● Written exercise A:
From the blog post on real GDP per capita, quote the stretch from "The discontinued series" through "per capita GDP.".
● Written exercise B:
Which search results does the post on real GDP per capita say it leaves out as subsets?
● Written exercise C:
Carry on the blog post about real GDP per capita after its last sentence.

● Page text:

Tuesday, August 20, 2024

Real GDP per Capita

Looked up Real GDP per Capita annual at FRED. Got 1225 search results.

Filtered for Geography Type: Nation and for Geographies: United States of America. Now, 7 search results.

Omitting the results that pertain to subsets

  • Real DPI per Capita
  • Metropolitan Portion
  • Consumption Share
  • Investment Share, and
  • Government Consumption Share

I am left with two datasets:

Constant GDP per capita for the United States and

Real GDP per Capita in the United States (DISCONTINUED) 

The one is in 2010 dollars and the other is in 2011 dollars, so I can't even compare them easily. And I hafta start by comparing them. So I put em on a graph.

The discontinued series ends in 2011, and both of them start in 1960. I was 11 years old in 1960. We should what, ignore those early years? WTF. 

So I looked up an old post of mine and read:

At FRED, this Real gross domestic product per capita page links to Table 7.1, which identifies FRED series B230RC0Q173SBEA as the relevant population measure for the per capita calculation. FRED calls that measure "Population". But when I search FRED for population, I get 107,803 results. So I call it "B23". I checked my arithmetic. Yes, that's the right population data for per capita GDP.

● Dataset excerpts:

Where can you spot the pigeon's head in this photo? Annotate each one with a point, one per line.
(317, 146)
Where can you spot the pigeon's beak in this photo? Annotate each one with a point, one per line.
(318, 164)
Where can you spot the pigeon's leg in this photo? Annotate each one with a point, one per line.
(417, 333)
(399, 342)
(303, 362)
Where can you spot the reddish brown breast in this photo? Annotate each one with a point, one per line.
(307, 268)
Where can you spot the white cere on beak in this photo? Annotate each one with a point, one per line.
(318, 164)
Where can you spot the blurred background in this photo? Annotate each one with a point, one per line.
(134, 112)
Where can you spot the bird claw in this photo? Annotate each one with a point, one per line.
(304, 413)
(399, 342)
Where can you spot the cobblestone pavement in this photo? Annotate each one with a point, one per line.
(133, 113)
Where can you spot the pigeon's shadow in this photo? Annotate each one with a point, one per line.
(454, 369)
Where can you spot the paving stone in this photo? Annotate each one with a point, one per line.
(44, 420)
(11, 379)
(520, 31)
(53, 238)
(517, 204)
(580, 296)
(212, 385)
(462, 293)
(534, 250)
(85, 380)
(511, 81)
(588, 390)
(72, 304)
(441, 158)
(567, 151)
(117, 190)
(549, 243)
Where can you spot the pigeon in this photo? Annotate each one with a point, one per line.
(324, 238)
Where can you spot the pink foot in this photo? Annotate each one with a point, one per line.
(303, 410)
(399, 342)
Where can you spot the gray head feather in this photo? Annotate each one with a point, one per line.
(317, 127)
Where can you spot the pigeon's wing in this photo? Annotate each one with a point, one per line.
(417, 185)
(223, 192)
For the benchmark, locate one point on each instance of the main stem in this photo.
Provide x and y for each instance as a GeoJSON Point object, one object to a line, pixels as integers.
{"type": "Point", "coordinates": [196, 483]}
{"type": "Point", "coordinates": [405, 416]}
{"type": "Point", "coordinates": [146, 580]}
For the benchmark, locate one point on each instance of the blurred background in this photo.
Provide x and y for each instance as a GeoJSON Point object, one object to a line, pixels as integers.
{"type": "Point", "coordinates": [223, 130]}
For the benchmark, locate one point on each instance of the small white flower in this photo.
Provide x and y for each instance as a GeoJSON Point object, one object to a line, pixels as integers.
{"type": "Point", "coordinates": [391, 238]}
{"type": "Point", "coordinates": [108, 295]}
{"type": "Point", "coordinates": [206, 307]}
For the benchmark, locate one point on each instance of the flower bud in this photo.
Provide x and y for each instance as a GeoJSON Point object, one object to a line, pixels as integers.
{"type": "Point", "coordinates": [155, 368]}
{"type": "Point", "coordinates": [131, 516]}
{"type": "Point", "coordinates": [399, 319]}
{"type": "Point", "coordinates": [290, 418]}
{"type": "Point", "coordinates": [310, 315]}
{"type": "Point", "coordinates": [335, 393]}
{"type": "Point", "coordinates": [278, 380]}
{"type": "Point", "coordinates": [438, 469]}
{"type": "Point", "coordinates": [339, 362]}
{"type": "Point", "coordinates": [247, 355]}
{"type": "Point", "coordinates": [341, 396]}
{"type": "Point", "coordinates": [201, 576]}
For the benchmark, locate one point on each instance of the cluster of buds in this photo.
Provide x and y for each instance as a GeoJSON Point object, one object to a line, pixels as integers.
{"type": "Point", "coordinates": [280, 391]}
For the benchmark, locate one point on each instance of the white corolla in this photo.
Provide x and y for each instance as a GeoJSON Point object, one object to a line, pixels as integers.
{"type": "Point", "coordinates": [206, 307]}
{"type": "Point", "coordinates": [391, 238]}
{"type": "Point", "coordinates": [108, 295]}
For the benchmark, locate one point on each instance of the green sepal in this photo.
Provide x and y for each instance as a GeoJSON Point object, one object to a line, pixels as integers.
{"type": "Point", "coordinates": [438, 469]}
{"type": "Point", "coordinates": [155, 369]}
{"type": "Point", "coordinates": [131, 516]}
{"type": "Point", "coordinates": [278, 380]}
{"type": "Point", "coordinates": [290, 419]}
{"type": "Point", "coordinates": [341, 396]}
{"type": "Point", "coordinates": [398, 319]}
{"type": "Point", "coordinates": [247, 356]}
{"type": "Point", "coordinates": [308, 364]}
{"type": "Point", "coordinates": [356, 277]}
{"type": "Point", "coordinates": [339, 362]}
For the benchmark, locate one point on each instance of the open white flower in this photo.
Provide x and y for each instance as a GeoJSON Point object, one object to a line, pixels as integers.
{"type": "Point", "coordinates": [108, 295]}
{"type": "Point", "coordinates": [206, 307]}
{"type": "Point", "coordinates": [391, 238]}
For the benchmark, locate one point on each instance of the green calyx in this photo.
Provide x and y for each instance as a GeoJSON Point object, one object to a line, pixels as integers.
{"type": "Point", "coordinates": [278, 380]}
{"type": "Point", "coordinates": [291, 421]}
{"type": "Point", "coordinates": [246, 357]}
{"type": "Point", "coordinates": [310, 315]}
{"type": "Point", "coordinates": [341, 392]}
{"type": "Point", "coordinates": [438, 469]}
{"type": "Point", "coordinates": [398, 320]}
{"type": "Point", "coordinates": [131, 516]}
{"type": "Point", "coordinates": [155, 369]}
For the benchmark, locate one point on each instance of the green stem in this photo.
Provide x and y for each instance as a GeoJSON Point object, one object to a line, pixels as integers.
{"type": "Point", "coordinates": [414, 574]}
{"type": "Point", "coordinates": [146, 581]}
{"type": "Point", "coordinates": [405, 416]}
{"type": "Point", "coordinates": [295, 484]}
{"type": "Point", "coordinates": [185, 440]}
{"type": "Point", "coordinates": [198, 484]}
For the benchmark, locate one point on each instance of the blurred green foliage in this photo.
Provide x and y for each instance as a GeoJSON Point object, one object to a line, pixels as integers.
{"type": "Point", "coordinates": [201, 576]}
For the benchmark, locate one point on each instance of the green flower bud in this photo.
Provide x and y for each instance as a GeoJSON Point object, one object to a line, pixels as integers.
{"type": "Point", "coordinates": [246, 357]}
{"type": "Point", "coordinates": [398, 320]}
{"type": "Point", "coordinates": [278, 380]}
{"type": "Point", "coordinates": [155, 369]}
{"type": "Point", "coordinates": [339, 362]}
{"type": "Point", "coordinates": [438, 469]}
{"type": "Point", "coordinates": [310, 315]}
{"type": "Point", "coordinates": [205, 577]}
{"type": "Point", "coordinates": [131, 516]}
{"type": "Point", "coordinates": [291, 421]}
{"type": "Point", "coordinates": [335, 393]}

● Task answer A:
The discontinued series ends in 2011, and both of them start in 1960. I was 11 years old in 1960. We should what, ignore those early years? WTF. 

So I looked up an old post of mine and read:

At FRED, this Real gross domestic product per capita page links to Table 7.1, which identifies FRED series B230RC0Q173SBEA as the relevant population measure for the per capita calculation. FRED calls that measure "Population". But when I search FRED for population, I get 107,803 results. So I call it "B23". I checked my arithmetic. Yes, that's the right population data for per capita GDP.

● Task answer B:
Real DPI per Capita
Metropolitan Portion
Consumption Share
Investment Share
Government Consumption Share

● Task answer C:
I took FRED's Real Gross Domestic Product series and divided it by the "B23" population measure, then corrected the units, and got my own version of Real GDP per Capita, with data that goes back to 1947. FRED offers 824,000 datasets from 114 different sources, and I have to make my own Per Capita GDP.

Maybe there's some detail I don't know about, a detail that explains why the data before 1960 is not valid. But I don't know about any such detail, so I'm good for now. I put my version on the graph with the others. Here's the graph:

Graph #1: Three Measures of GDP per Capita. Mine is the Green one.

Usually I make the lines thicker before I reduce the image size to fit the blog. Didn't do that this time because the green and red lines are so close together. To see the graph bigger click the image. Or click Graph #1 in the caption to see it at FRED.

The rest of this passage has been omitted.